▸ **Action item**
Repeat the listing in full, preserving every character.
★ ★ ★ ★ ★ ★ ★
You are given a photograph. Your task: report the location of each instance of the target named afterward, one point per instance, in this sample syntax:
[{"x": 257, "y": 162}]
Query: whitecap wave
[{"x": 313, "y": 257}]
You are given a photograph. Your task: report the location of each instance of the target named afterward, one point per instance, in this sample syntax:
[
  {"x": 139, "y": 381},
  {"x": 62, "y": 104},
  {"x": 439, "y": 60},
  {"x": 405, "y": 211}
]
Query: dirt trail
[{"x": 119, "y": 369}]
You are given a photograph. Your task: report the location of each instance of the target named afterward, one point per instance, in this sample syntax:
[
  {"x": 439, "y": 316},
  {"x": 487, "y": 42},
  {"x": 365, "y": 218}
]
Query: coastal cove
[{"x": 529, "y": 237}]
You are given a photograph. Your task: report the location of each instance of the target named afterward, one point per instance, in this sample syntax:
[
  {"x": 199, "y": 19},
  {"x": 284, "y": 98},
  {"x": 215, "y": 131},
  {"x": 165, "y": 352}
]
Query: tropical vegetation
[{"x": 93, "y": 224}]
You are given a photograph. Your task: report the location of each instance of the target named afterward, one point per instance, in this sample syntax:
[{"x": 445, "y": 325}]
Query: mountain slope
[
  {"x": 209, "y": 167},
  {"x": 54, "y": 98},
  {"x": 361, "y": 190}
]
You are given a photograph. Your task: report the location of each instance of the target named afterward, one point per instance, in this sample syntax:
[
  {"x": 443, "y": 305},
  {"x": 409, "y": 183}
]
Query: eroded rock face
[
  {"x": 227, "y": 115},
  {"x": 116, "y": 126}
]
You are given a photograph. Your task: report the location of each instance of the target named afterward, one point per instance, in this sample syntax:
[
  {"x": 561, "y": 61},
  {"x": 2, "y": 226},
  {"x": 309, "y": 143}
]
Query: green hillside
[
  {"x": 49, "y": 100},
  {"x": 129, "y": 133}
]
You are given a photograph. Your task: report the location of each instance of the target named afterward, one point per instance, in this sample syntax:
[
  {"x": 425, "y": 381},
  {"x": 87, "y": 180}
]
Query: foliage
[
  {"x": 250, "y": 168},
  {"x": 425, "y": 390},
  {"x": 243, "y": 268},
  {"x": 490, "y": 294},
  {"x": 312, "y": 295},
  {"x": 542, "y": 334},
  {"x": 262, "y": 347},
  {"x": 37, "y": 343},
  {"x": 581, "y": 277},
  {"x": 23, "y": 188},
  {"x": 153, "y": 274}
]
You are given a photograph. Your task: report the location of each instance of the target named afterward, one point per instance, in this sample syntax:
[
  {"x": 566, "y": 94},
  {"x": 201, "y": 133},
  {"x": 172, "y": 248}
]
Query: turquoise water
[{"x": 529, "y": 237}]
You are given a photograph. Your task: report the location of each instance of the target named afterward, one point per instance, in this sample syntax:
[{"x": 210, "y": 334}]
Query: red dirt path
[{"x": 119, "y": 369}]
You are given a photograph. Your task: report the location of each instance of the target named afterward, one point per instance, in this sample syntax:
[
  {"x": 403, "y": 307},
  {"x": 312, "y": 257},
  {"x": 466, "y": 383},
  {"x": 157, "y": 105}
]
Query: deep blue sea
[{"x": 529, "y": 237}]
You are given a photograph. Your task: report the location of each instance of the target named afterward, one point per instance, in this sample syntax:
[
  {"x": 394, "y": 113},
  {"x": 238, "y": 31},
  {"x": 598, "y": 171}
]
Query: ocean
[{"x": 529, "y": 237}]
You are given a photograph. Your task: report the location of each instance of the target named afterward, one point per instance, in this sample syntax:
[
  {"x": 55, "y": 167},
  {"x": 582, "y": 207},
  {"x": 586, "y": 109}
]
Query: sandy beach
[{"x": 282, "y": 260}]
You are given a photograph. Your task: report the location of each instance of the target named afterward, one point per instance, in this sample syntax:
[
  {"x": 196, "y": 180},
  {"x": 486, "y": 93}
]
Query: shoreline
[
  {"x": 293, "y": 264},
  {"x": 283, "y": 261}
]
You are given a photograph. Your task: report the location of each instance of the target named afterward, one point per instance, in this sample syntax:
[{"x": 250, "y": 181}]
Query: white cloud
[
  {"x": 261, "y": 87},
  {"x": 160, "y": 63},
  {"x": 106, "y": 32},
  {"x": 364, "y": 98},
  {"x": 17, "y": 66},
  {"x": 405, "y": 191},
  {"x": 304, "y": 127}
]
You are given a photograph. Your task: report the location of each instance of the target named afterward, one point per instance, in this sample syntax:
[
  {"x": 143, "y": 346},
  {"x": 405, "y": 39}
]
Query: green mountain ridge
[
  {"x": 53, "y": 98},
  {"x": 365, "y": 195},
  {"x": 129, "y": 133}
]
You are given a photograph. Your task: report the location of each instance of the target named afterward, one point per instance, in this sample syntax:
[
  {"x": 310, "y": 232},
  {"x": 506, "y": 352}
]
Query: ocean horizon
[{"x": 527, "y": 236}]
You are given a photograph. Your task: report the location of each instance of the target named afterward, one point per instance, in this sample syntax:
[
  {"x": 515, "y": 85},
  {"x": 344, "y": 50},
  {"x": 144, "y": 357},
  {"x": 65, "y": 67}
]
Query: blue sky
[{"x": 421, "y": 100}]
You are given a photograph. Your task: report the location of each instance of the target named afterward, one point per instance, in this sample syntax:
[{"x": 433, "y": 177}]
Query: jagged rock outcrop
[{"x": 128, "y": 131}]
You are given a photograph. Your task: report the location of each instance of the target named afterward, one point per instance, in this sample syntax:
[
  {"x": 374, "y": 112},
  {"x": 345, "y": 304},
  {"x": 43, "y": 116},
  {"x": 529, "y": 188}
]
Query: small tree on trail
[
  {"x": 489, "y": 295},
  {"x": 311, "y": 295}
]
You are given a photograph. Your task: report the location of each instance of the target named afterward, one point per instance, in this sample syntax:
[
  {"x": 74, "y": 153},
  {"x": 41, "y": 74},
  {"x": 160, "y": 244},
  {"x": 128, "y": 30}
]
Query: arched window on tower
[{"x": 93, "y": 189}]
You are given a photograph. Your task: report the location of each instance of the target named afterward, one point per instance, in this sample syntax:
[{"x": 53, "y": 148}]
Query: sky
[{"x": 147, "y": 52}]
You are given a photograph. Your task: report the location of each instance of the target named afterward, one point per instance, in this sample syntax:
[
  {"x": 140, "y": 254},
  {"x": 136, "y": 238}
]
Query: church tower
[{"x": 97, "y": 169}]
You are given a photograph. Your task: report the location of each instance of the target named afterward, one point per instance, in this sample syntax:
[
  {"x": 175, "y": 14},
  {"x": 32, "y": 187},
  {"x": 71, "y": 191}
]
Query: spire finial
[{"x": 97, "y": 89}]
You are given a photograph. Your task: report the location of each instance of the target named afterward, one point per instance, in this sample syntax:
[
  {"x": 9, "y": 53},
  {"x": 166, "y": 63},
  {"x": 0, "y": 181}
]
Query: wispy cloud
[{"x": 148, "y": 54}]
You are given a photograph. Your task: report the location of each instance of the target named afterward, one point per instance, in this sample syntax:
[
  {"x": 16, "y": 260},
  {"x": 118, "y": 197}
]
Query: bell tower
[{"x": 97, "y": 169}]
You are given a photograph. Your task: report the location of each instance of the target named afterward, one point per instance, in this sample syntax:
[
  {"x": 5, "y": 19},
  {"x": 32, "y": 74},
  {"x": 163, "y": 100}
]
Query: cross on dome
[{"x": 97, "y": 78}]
★ ★ ★ ★ ★ ★ ★
▸ **Answer for the task**
You are given a photograph. Your task: report the location of each instance of the target named afterward, one point per instance, in this sample syntax:
[{"x": 257, "y": 162}]
Query: whitecap wave
[{"x": 313, "y": 257}]
You are given a photograph. Your task: report the location of each instance of the target named afterward, one point per instance, in this sample syntax:
[
  {"x": 139, "y": 381},
  {"x": 62, "y": 104},
  {"x": 439, "y": 60},
  {"x": 405, "y": 211}
]
Query: dirt trail
[{"x": 119, "y": 369}]
You are given a photograph. Your task: report the location of each instance of the target named afterward, one point per instance, in this sample syntax:
[
  {"x": 439, "y": 316},
  {"x": 487, "y": 42},
  {"x": 365, "y": 218}
]
Query: coastal cove
[{"x": 529, "y": 237}]
You are given a photograph. Your task: report the location of each instance of the target named afterward, one point per instance, in this sample syntax:
[
  {"x": 199, "y": 19},
  {"x": 284, "y": 98},
  {"x": 215, "y": 131},
  {"x": 165, "y": 352}
]
Query: tropical vegetation
[{"x": 93, "y": 224}]
You are given a photograph. Your task: report the location of each instance of the target named afterward, one point per instance, in this sample syntax:
[{"x": 445, "y": 325}]
Query: mountain slope
[
  {"x": 209, "y": 167},
  {"x": 54, "y": 98},
  {"x": 361, "y": 190}
]
You are given a photograph. Your task: report the location of each instance of the target named afterward, one point per instance, in this sample syntax:
[
  {"x": 443, "y": 305},
  {"x": 409, "y": 183}
]
Query: eroded rock face
[
  {"x": 227, "y": 115},
  {"x": 116, "y": 126}
]
You are given a photograph. Your task: report the location of each instance of the target named afterward, one point per instance, in this sample syntax:
[
  {"x": 561, "y": 61},
  {"x": 2, "y": 226},
  {"x": 309, "y": 143}
]
Query: green hillside
[
  {"x": 49, "y": 100},
  {"x": 129, "y": 133}
]
You are given a photograph. Your task: report the location of each instance of the target named afterward, one point per instance, in this sample syntax:
[
  {"x": 425, "y": 381},
  {"x": 87, "y": 180}
]
Query: foliage
[
  {"x": 250, "y": 168},
  {"x": 425, "y": 390},
  {"x": 243, "y": 268},
  {"x": 490, "y": 294},
  {"x": 312, "y": 295},
  {"x": 542, "y": 334},
  {"x": 262, "y": 347},
  {"x": 37, "y": 343},
  {"x": 581, "y": 277},
  {"x": 23, "y": 188},
  {"x": 153, "y": 274}
]
You are given a photograph. Your task: report the location of each instance of the target named afterward, one point per instance, in this sample syntax:
[
  {"x": 566, "y": 94},
  {"x": 201, "y": 133},
  {"x": 172, "y": 248}
]
Query: turquoise water
[{"x": 529, "y": 237}]
You are given a photograph. Your task: report the location of each instance of the target named afterward, one point per instance, in this sample syntax:
[{"x": 210, "y": 334}]
Query: red dirt path
[{"x": 119, "y": 369}]
You are given a photograph. Your task: report the location of each instance of the target named afterward, one point per instance, in this sample syntax:
[
  {"x": 403, "y": 307},
  {"x": 312, "y": 257},
  {"x": 466, "y": 383},
  {"x": 157, "y": 105}
]
Query: deep blue sea
[{"x": 529, "y": 237}]
You are given a photograph. Your task: report the location of each instance of the target named afterward, one point per instance, in this sample syntax:
[
  {"x": 394, "y": 113},
  {"x": 238, "y": 31},
  {"x": 598, "y": 171}
]
Query: ocean
[{"x": 529, "y": 237}]
You are given a photograph. Your task: report the location of each instance of the target named afterward, one point per instance, in this sample syntax:
[
  {"x": 55, "y": 167},
  {"x": 582, "y": 207},
  {"x": 586, "y": 109}
]
Query: sandy beach
[{"x": 282, "y": 260}]
You are given a photograph. Your task: report the location of each instance of the target named afterward, one point per instance, in this sample syntax:
[
  {"x": 196, "y": 180},
  {"x": 486, "y": 93}
]
Query: shoreline
[
  {"x": 293, "y": 264},
  {"x": 283, "y": 261}
]
You are given a photograph. Your task: report the location of each instance of the target named afterward, one point per instance, in this sample syntax:
[{"x": 250, "y": 181}]
Query: white cloud
[
  {"x": 261, "y": 87},
  {"x": 160, "y": 63},
  {"x": 106, "y": 32},
  {"x": 364, "y": 98},
  {"x": 17, "y": 66},
  {"x": 405, "y": 191},
  {"x": 304, "y": 127}
]
You are given a photograph. Your task: report the location of each instance of the target named afterward, one point per instance, in this sample syntax:
[
  {"x": 143, "y": 346},
  {"x": 405, "y": 39}
]
Query: green mountain ridge
[
  {"x": 53, "y": 98},
  {"x": 365, "y": 195},
  {"x": 129, "y": 133}
]
You are given a photograph. Your task: report the location of each instance of the target named afterward, one point per instance, in this sample syntax:
[
  {"x": 310, "y": 232},
  {"x": 506, "y": 352}
]
Query: ocean horizon
[{"x": 527, "y": 236}]
You are given a photograph. Your task: report the location of each instance of the target named afterward, one point per instance, in this sample syntax:
[
  {"x": 515, "y": 85},
  {"x": 344, "y": 50},
  {"x": 144, "y": 357},
  {"x": 65, "y": 67}
]
Query: blue sky
[{"x": 421, "y": 100}]
You are given a photograph. Your task: report the location of each instance of the target named afterward, one point per instance, in this sample syntax:
[{"x": 433, "y": 177}]
Query: jagged rock outcrop
[{"x": 128, "y": 131}]
You are given a photograph. Your task: report the location of each instance of the target named afterward, one point per instance, in this sample syntax:
[
  {"x": 374, "y": 112},
  {"x": 345, "y": 304},
  {"x": 43, "y": 116},
  {"x": 529, "y": 188}
]
Query: small tree on trail
[
  {"x": 489, "y": 295},
  {"x": 311, "y": 295}
]
You are given a photograph. Your task: report the location of each instance of the target named afterward, one point per instance, in this sample syntax:
[
  {"x": 74, "y": 153},
  {"x": 41, "y": 74},
  {"x": 160, "y": 244},
  {"x": 128, "y": 30}
]
Query: arched window on tower
[{"x": 93, "y": 189}]
You are given a photograph. Your task: report the location of each instance of the target named afterward, one point per instance, in this sample syntax:
[{"x": 53, "y": 148}]
Query: sky
[{"x": 147, "y": 52}]
You are given a photograph. Your task: report the location of each instance of the target named afterward, one point per instance, in this sample syntax:
[
  {"x": 140, "y": 254},
  {"x": 136, "y": 238}
]
Query: church tower
[{"x": 97, "y": 169}]
You are given a photograph. Your task: report the location of each instance of the target named afterward, one point per instance, in this sample syntax:
[
  {"x": 175, "y": 14},
  {"x": 32, "y": 187},
  {"x": 71, "y": 191}
]
Query: spire finial
[{"x": 97, "y": 89}]
You are given a photograph. Your task: report the location of each instance of the target named afterward, one point per instance, in this sample syntax:
[
  {"x": 9, "y": 53},
  {"x": 166, "y": 63},
  {"x": 0, "y": 181}
]
Query: wispy cloud
[{"x": 148, "y": 54}]
You are given a photograph. Your task: report the location of each instance of the target named afterward, one point per instance, in this sample syntax:
[
  {"x": 16, "y": 260},
  {"x": 118, "y": 197}
]
Query: bell tower
[{"x": 97, "y": 169}]
You are given a photograph. Your task: report the location of each instance of the target named afterward, one point per instance, in this sample syntax:
[
  {"x": 5, "y": 19},
  {"x": 32, "y": 74},
  {"x": 163, "y": 100}
]
Query: cross on dome
[{"x": 97, "y": 78}]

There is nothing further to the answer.